Confira os números do jogo



    Os erros da equipe também foram capitais para a impressionante reviravolta. Os primeiros dois gols do Barcelona têm os méritos do time espanhol, é claro, principalmente de Suárez e Iniesta, que não desistiram nas duas jogadas, mas também possuem as falhas bizarras da defesa francesa. Thiago Silva e companhia vacilaram demais no primeiro tento, enquanto Marquinhos dormiu e Kurzawa se desesperou no segundo. Vale destacar também a marca incrível do atacante uruguaio azul-grená: 65 gols em 64 jogos pelo Barcelona no Camp Nou.
Depois, no fim da partida, nos sete minutos impressionantes e mágicos, a diferença de um time gigante para um que não é e jogou com medo foi vista novamente. O gol de Neymar, o quarto do Barcelona, foi marcado aos 43 minutos do segundo tempo. Naquela altura, os Blaugranas ainda precisavam de mais dois tentos. A tarefa era mais improvável do que no início da partida. Faltou tranquilidade ao PSG para se controlar, esfriar o jogo e brecar a pressão que o Barça faria. Ao invés de usar o desespero catalão ao seu favor, o time francês entrou na pilha do rival, sentiu a atmosfera, falhou mais duas vezes e viu o impossível ser escrito.

OBJETIVO:
Responda às perguntas com base no texto sobre o jogo entre Barcelona e PSG.
1. Quantos gols o atacante uruguaio marcou pelo Barcelona no Camp Nou, e em quantos jogos?
2. Que falhas o texto atribui a Marquinhos e a Kurzawa no segundo gol?
3. Em que minuto do segundo tempo Neymar marcou o quarto gol do Barcelona?

MATERIAL FORNECIDO:
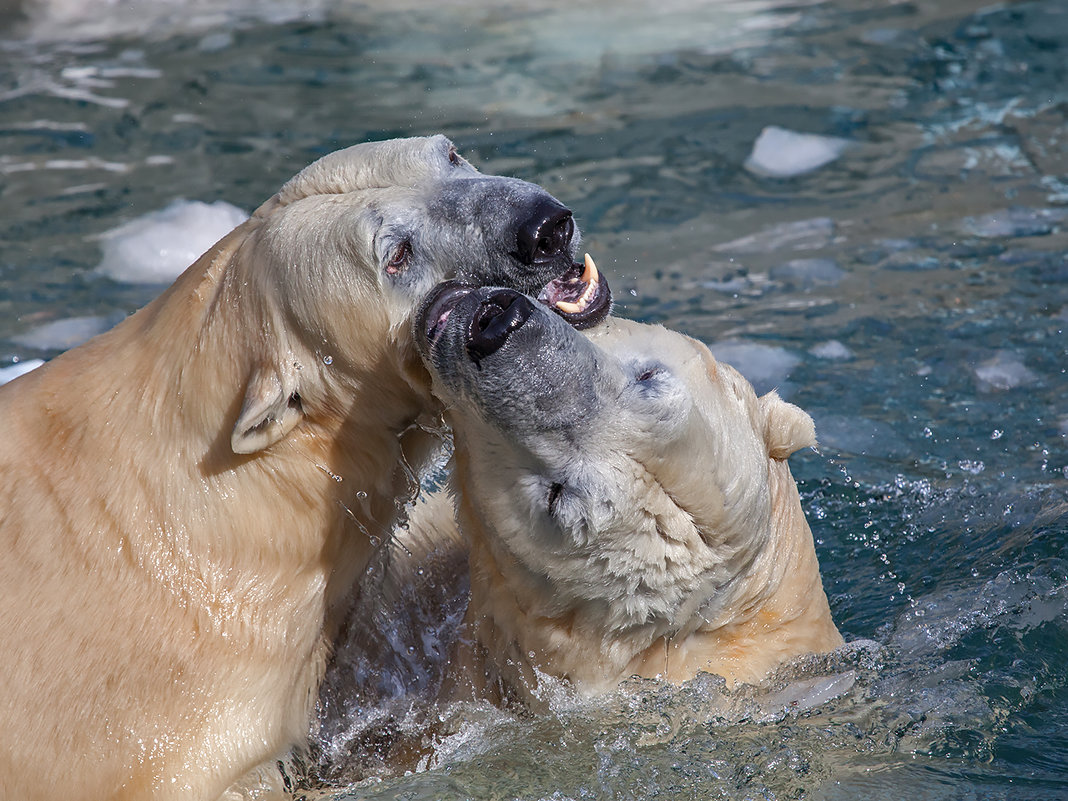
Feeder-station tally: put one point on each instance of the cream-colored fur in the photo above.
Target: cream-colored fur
(676, 542)
(186, 500)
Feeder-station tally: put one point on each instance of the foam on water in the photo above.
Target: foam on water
(780, 153)
(157, 247)
(63, 334)
(14, 371)
(766, 366)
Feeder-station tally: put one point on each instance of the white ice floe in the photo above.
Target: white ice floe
(1004, 371)
(809, 272)
(63, 334)
(780, 153)
(797, 235)
(14, 371)
(156, 248)
(765, 366)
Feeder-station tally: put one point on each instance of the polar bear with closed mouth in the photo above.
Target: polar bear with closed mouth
(187, 500)
(626, 502)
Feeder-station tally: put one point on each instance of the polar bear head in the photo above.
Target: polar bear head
(621, 481)
(328, 272)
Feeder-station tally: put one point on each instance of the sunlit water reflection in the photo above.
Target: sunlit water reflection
(910, 289)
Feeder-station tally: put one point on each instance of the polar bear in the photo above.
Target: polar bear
(188, 498)
(626, 502)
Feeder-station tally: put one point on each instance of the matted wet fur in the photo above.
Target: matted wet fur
(186, 500)
(626, 502)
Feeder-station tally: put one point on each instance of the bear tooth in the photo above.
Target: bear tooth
(591, 277)
(590, 273)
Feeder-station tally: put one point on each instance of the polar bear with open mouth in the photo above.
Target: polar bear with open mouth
(187, 500)
(626, 501)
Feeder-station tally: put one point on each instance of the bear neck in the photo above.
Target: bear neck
(302, 517)
(779, 609)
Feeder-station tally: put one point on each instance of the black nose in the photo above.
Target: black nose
(546, 235)
(499, 315)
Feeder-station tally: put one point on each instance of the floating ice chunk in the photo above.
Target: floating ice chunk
(63, 334)
(833, 350)
(798, 235)
(1015, 222)
(1004, 371)
(156, 248)
(779, 153)
(14, 371)
(807, 272)
(765, 366)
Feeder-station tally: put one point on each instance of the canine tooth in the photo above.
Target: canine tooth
(591, 277)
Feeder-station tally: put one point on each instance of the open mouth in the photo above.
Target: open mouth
(581, 296)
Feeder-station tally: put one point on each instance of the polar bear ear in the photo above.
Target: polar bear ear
(786, 427)
(270, 411)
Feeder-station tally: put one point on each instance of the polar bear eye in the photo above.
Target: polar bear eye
(399, 258)
(647, 374)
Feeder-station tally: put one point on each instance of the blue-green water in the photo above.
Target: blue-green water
(912, 294)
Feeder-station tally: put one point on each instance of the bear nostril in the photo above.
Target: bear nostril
(500, 314)
(546, 235)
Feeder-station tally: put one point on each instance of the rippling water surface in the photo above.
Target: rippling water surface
(901, 277)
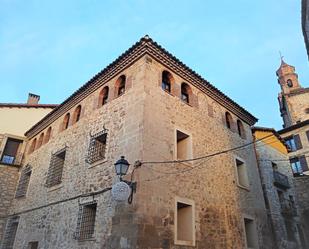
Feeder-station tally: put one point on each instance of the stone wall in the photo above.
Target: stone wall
(267, 155)
(142, 125)
(8, 179)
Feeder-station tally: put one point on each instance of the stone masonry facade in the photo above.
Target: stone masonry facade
(143, 124)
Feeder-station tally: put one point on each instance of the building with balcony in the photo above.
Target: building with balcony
(16, 119)
(150, 107)
(278, 188)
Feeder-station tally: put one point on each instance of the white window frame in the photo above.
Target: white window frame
(192, 204)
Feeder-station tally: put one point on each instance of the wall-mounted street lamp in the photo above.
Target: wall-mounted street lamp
(124, 189)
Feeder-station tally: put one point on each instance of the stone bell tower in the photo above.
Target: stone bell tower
(293, 98)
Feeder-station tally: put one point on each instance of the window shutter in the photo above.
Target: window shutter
(297, 142)
(303, 163)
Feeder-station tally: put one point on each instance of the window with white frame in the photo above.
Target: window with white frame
(242, 175)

RESOLUÇÃO:
1. Ele marcou 65 gols em 64 jogos.
2. Marquinhos dormiu e Kurzawa se desesperou.
3. Aos 43 minutos do segundo tempo.